PROBLEM DETAILS:
Please pull out every line of the records below that contains the string "positive", copying each line in full. Case counts.

THE RECORDS:
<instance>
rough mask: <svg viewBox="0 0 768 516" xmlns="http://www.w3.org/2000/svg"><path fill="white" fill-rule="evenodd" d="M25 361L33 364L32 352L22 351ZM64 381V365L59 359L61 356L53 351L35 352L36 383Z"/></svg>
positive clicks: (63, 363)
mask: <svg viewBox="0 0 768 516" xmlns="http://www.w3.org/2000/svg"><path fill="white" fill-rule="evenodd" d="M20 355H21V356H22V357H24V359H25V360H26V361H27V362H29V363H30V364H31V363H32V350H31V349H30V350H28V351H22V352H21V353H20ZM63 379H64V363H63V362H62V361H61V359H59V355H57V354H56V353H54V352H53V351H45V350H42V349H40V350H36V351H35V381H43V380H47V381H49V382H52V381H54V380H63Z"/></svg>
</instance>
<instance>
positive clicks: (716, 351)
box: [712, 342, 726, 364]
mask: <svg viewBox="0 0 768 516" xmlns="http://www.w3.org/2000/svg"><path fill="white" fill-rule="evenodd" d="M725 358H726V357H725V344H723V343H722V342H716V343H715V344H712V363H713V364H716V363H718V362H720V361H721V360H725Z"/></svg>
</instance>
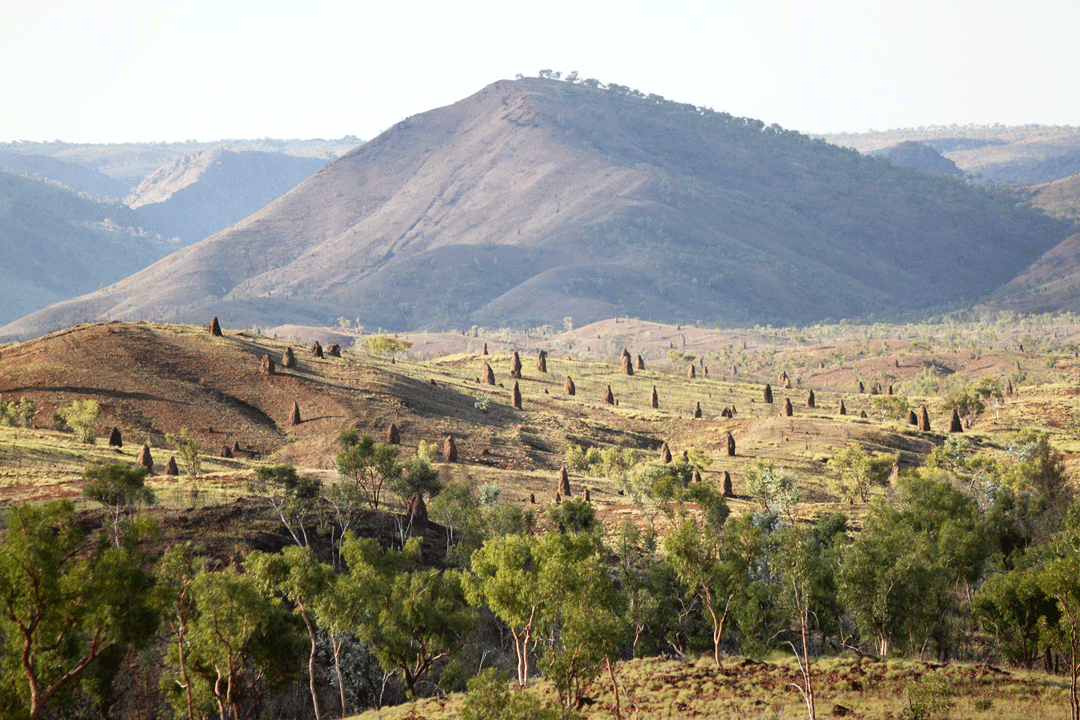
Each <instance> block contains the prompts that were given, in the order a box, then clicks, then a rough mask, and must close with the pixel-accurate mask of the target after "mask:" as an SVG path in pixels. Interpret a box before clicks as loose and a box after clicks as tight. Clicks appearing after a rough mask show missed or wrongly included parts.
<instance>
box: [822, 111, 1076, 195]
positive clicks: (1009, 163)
mask: <svg viewBox="0 0 1080 720" xmlns="http://www.w3.org/2000/svg"><path fill="white" fill-rule="evenodd" d="M819 137H821V138H822V139H825V140H827V141H828V142H834V144H836V145H840V146H843V147H846V148H854V149H855V150H859V151H860V152H863V153H872V152H875V151H880V150H885V149H886V148H889V147H892V146H895V145H897V144H900V142H905V141H914V142H920V144H922V145H926V146H927V147H929V148H932V149H933V150H936V151H937V152H940V153H941V154H942V155H944V157H945V158H947V159H948V160H951V161H953V162H955V163H956V164H957V166H958V167H959V168H960V169H961V171H963V172H964V173H970V174H971V175H973V176H975V177H976V178H977V179H978V180H981V181H983V182H986V181H989V182H1005V184H1008V185H1018V186H1027V185H1039V184H1042V182H1050V181H1052V180H1057V179H1061V178H1065V177H1068V176H1070V175H1075V174H1077V173H1080V127H1071V126H1064V127H1061V126H1048V125H1023V126H1004V125H949V126H934V127H918V128H912V127H908V128H903V130H890V131H882V132H878V131H870V132H868V133H838V134H833V135H821V136H819Z"/></svg>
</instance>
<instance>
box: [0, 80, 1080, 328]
mask: <svg viewBox="0 0 1080 720" xmlns="http://www.w3.org/2000/svg"><path fill="white" fill-rule="evenodd" d="M1071 232H1072V231H1071V230H1070V226H1069V223H1066V222H1063V221H1059V220H1054V219H1050V218H1047V217H1045V216H1042V215H1041V214H1038V213H1036V212H1032V210H1030V209H1027V208H1024V207H1017V206H1016V203H1015V199H1014V198H1012V196H1010V195H1008V194H1005V193H1003V192H1001V191H999V190H995V189H988V188H984V187H978V186H970V185H966V184H963V182H962V181H960V180H956V179H950V178H945V177H930V176H927V175H923V174H921V173H918V172H917V171H915V169H912V168H905V167H896V166H893V165H891V164H889V163H888V162H885V161H883V160H878V159H873V158H865V157H863V155H861V154H859V153H858V152H855V151H853V150H848V149H842V148H839V147H836V146H832V145H829V144H826V142H824V141H821V140H813V139H811V138H809V137H807V136H805V135H801V134H798V133H794V132H788V131H784V130H783V128H780V127H779V126H775V125H773V126H766V125H765V123H762V122H760V121H757V120H750V119H744V118H733V117H731V116H729V114H727V113H723V112H714V111H712V110H707V109H704V108H694V107H691V106H688V105H683V104H678V103H671V101H666V100H663V98H659V97H657V96H644V95H642V94H639V93H636V94H635V93H634V92H633V91H629V89H623V87H620V86H618V85H611V86H609V87H608V89H607V90H604V89H598V87H588V86H583V85H575V84H570V83H566V82H558V81H546V80H539V79H525V80H518V81H513V82H511V81H501V82H497V83H495V84H492V85H489V86H488V87H485V89H484V90H482V91H481V92H478V93H476V94H475V95H473V96H471V97H469V98H465V99H463V100H461V101H459V103H457V104H455V105H451V106H448V107H445V108H440V109H436V110H432V111H429V112H426V113H421V114H419V116H415V117H413V118H409V119H407V120H405V121H403V122H402V123H399V124H397V125H395V126H394V127H392V128H391V130H390V131H388V132H387V133H384V134H382V135H380V136H379V137H378V138H375V139H374V140H372V141H369V142H367V144H366V145H364V146H361V147H360V148H356V149H355V150H353V151H351V152H349V153H348V154H346V155H343V157H342V158H340V159H339V160H337V161H335V162H333V163H330V164H329V165H327V166H326V167H324V168H323V169H322V171H320V172H319V173H316V174H315V175H313V176H312V177H310V178H309V179H308V180H306V181H305V182H302V184H301V185H300V186H298V187H297V188H295V189H294V190H292V191H291V192H288V193H287V194H285V195H284V196H283V198H281V199H279V200H276V201H274V202H273V203H271V204H270V205H268V206H266V207H265V208H262V209H260V210H259V212H257V213H255V214H254V215H252V216H251V217H248V218H246V219H245V220H243V221H241V222H239V223H237V225H235V226H233V227H231V228H228V229H227V230H224V231H221V232H219V233H217V234H216V235H214V236H212V237H208V239H206V240H204V241H202V242H200V243H198V244H195V245H193V246H191V247H187V248H185V249H183V250H180V252H178V253H176V254H174V255H172V256H170V257H168V258H165V259H163V260H162V261H160V262H158V263H156V264H154V266H152V267H150V268H148V269H146V270H144V271H143V272H139V273H137V274H135V275H133V276H131V277H129V279H126V280H124V281H122V282H121V283H118V284H117V285H116V286H113V287H111V288H108V290H107V291H104V293H95V294H92V295H90V296H86V297H83V298H78V299H75V300H71V301H68V302H65V303H60V304H58V305H55V307H52V308H50V309H46V310H45V311H42V312H39V313H36V314H35V315H32V316H30V317H27V318H24V320H22V321H19V322H18V323H14V324H11V325H9V326H8V327H5V328H2V330H0V335H3V336H4V337H9V338H11V337H21V338H26V337H31V336H35V335H40V334H43V332H46V331H49V330H51V329H55V328H58V327H64V326H66V325H69V324H71V323H72V322H75V321H77V320H92V318H97V320H105V318H136V320H137V318H152V320H170V321H173V320H175V321H180V320H195V318H204V320H205V318H208V317H210V316H211V315H218V316H219V317H221V318H222V320H224V321H225V322H226V323H228V324H231V325H232V326H240V325H246V324H258V325H280V324H283V323H297V324H319V325H326V324H334V322H335V320H336V318H337V317H339V316H342V315H343V316H347V317H356V316H360V317H361V320H362V322H364V323H365V324H367V325H369V326H375V325H379V326H382V327H387V328H396V329H408V328H421V327H461V326H469V325H472V324H478V325H518V326H519V325H539V324H553V325H556V324H561V323H562V318H563V317H565V316H572V317H573V318H575V320H576V322H590V321H593V320H597V318H600V317H609V316H612V315H636V316H642V317H650V318H653V320H661V321H676V322H693V321H706V322H728V323H742V322H781V323H789V322H796V323H809V322H814V321H818V320H822V318H827V317H834V318H836V317H860V316H867V315H870V314H875V315H878V316H881V315H889V314H897V313H903V312H906V311H920V310H926V309H929V308H934V307H941V305H945V304H948V303H958V302H964V301H969V302H970V301H972V300H974V299H976V298H978V297H982V296H984V295H986V294H988V293H990V291H993V290H994V289H996V288H997V287H999V286H1001V285H1003V284H1005V283H1008V282H1009V281H1010V280H1012V279H1013V277H1014V276H1015V275H1016V274H1017V273H1020V272H1021V271H1023V270H1024V269H1025V268H1027V266H1029V264H1030V263H1031V261H1032V260H1034V259H1035V258H1037V257H1039V256H1041V255H1042V254H1043V253H1045V252H1047V250H1050V249H1051V248H1052V247H1054V246H1055V245H1056V244H1057V243H1059V242H1061V241H1063V240H1064V239H1065V237H1067V236H1068V235H1070V234H1071Z"/></svg>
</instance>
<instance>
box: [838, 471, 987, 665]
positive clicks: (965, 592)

OUTPUT FOR THIS TASK:
positive clicks: (63, 363)
positive clicks: (716, 351)
positive clicks: (1009, 163)
positive clicks: (965, 592)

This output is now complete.